What you have to do: Without the images, print all the entries below exactly as given.

Dataset entries:
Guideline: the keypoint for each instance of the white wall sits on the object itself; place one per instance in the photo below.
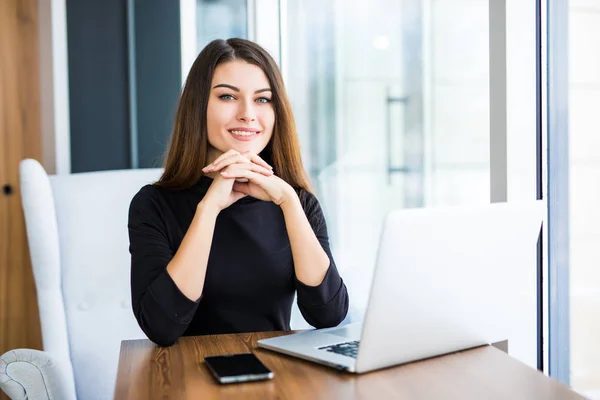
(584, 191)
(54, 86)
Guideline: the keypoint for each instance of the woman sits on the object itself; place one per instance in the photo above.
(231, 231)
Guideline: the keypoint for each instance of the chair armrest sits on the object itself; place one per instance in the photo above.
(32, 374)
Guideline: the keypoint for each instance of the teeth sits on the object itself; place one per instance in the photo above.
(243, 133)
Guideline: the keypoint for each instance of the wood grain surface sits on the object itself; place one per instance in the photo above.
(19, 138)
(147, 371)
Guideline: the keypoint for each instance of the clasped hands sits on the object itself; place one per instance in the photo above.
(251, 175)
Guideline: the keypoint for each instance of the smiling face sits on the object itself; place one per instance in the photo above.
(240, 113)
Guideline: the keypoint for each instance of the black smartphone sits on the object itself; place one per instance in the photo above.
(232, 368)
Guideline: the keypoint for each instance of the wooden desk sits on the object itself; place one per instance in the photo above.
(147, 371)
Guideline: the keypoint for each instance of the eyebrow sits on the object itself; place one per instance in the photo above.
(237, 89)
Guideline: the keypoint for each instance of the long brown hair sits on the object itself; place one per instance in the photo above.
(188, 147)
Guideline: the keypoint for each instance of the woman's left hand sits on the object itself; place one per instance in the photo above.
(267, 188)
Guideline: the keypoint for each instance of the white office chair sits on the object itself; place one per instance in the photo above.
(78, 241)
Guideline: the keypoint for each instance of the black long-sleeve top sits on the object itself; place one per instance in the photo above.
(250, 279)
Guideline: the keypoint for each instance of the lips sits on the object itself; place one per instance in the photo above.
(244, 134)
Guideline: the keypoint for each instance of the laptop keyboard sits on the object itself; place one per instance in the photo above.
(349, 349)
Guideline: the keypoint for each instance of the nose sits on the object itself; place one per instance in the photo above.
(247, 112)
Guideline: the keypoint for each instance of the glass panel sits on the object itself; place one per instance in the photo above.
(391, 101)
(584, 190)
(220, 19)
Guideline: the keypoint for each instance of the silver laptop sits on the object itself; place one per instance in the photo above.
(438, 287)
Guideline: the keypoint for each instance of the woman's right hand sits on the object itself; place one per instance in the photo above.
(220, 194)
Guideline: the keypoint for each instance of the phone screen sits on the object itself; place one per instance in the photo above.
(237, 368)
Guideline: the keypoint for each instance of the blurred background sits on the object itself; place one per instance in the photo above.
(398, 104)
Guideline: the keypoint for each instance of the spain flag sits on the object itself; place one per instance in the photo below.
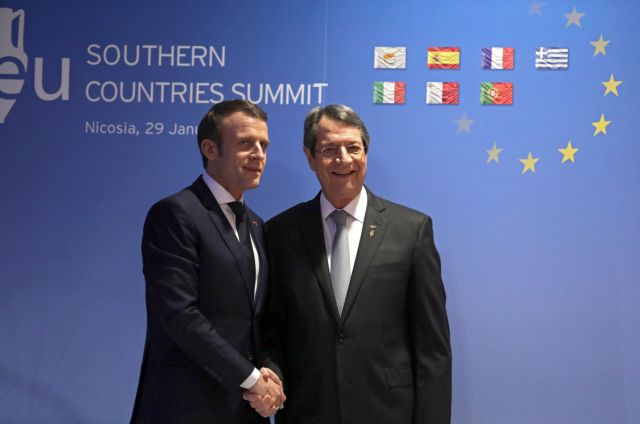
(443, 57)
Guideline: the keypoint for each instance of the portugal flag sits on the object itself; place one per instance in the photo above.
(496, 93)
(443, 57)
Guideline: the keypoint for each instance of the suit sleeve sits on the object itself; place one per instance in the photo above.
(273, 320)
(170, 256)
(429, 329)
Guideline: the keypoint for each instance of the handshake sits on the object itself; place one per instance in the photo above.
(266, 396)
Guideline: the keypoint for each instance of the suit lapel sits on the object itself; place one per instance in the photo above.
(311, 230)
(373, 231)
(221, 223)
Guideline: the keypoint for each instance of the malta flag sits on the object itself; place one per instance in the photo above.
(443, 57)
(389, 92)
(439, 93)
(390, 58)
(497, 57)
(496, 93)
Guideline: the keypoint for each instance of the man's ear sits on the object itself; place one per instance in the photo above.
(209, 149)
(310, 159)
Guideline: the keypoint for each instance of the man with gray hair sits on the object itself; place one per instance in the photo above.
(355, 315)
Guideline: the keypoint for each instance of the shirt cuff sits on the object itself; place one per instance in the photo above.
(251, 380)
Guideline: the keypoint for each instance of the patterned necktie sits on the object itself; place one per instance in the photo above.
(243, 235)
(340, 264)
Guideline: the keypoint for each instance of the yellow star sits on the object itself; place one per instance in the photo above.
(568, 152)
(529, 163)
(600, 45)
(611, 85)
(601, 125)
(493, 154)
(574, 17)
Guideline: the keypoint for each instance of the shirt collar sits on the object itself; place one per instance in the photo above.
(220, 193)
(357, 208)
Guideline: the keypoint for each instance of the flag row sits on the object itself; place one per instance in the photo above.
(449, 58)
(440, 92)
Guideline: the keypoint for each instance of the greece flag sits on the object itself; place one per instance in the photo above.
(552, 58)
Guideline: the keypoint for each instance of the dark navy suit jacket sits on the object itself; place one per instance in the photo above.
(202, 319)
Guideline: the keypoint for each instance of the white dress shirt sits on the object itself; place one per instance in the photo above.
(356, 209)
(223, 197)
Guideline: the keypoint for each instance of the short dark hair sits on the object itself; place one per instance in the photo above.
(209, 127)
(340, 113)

Solution to this exercise:
Guideline: the keypoint for each instance of the white wall sits on the object itself; place one per instance in the photo below.
(584, 191)
(54, 86)
Guideline: the keypoint for each instance of the woman sits on the object itself; place one per instance in the photo above.
(231, 231)
Guideline: the keypoint for each instance of the chair armrest sits on the object itself; place one per instance in the photo above.
(32, 374)
Guideline: the keypoint for each instance of the teeth sits on the object itself; place one per instance in the photo above.
(243, 133)
Guideline: the keypoint for each instance of the wood grain surface sits on the object itself; place one per instance in the photo above.
(19, 138)
(147, 371)
Guideline: the keypoint for each instance of the clasped hands sits on the object itself; place one per instance in the photo above.
(251, 175)
Guideline: the keypoint for each instance of the smiling face sits on the object itself; place one per instance in the photo above.
(240, 113)
Guideline: the keypoint for each instance of the black smartphone sits on the object itself; place one per instance in the photo above.
(232, 368)
Guideline: the keypoint for each instance of the wooden desk sits on the object itself; place one per instance in the photo above.
(147, 371)
Guideline: the keypoint for each instance of the eyebrow sits on the object itself; place one per instance in the photo above.
(237, 89)
Guideline: the keypoint for each instance of the long brown hair sits on the object itself; place one per instance in the photo above.
(188, 147)
Guideline: the keypoint for each instance of the woman's left hand sits on the object itself; place one per instance in the photo above.
(267, 188)
Guideline: the keypoint for each instance of the white office chair sits on the object itself; place one per instance in the photo above.
(78, 241)
Guideline: the keypoint for each instance of the black long-sleeve top sits on the object itself; place one per instance in the photo above.
(250, 279)
Guideline: the keypoint for each instance of the lips sits on the object itself; place one per instance in the photo above.
(244, 134)
Guideline: the keypoint for each instance of the laptop keyboard sits on the object itself; place one per instance in the photo above.
(349, 349)
Guideline: the keypoint for each instance of the nose sits on the object itself; place one per instance in the photo above.
(247, 112)
Guideline: the keypoint for each instance of the glass panel sits on the object itself; place one per instance in the photo above.
(391, 101)
(584, 190)
(220, 19)
Guideline: the keypoint for each instance of the silver laptop sits on the object itself; place one per instance in the photo above.
(438, 287)
Guideline: the keypoint for each instance of the woman's right hand sits on the object itself; place one per instance in the photo above.
(220, 194)
Guideline: the keypoint for each instance of the phone screen sits on the object itself; place one per instance in the photo above.
(237, 368)
Guideline: the keypoint for each instance of the blurred background sits on the object itself; place one per instance in the photo above.
(398, 104)
Guideline: the keypoint for each instance of the spain flag sits on the object itself; place one per instance in the photo below.
(443, 57)
Guideline: the keypoint for each instance of the portugal flag sits on the object itself; place one per instance in the photo above.
(496, 93)
(443, 57)
Guideline: the keypoint for each instance of the suit sleeve sits on the object itself; place one per instance in the photo above.
(273, 320)
(170, 256)
(429, 329)
Guideline: the keypoint for each instance of the handshake sits on the object itself; place one per instance in the photo above.
(266, 396)
Guideline: the keypoint for each instance of the suit lapel sits on the object itself; place one per instance in the photo above.
(311, 230)
(373, 231)
(221, 223)
Guideline: the keypoint for each instance of the malta flag sits on the object itself; place one per instance in the photo above.
(443, 57)
(389, 92)
(439, 93)
(390, 58)
(497, 57)
(496, 93)
Guideline: the keypoint for each instance of the man's ear sits on the object itself; place one per instance in the photo above.
(209, 149)
(310, 159)
Guideline: the keypoint for each instance of the man with gray hair sits on the object itself; place one per instance in the photo above.
(355, 315)
Guideline: the keypoint for each instance of the shirt cuff sits on the object itself; place one per instance in the photo above.
(251, 380)
Guideline: the keypoint for each instance of the patterned necktie sits on the object itself; place one per instance in the photo above.
(243, 235)
(340, 264)
Guideline: the keypoint for each instance of the yellow star sits on the object itself; place one per instance in the photo above.
(568, 152)
(529, 163)
(600, 45)
(611, 85)
(601, 125)
(493, 154)
(574, 17)
Guideline: the keypoint for each instance of the shirt collar sits on the object itself; place one per instance in the photo above.
(220, 193)
(357, 208)
Guideline: the keypoint for each instance of the flag row sits on the object itself; place one per instance in the photo above.
(449, 58)
(440, 92)
Guideline: the keypoint for each instance of the greece flag sits on the object itself; place one per instance in the photo above.
(552, 58)
Guideline: the keypoint for each instance of the dark navy suit jacket sits on the object itself; place one per instance in the photo above.
(202, 319)
Guideline: the keypoint for each instance of the white dress shirt sits on the object itself; place one per instance in the photo above.
(356, 209)
(223, 197)
Guideline: the keypoint for each instance of the short dark hair sits on the object itself; place one per instance in the photo above.
(209, 127)
(340, 113)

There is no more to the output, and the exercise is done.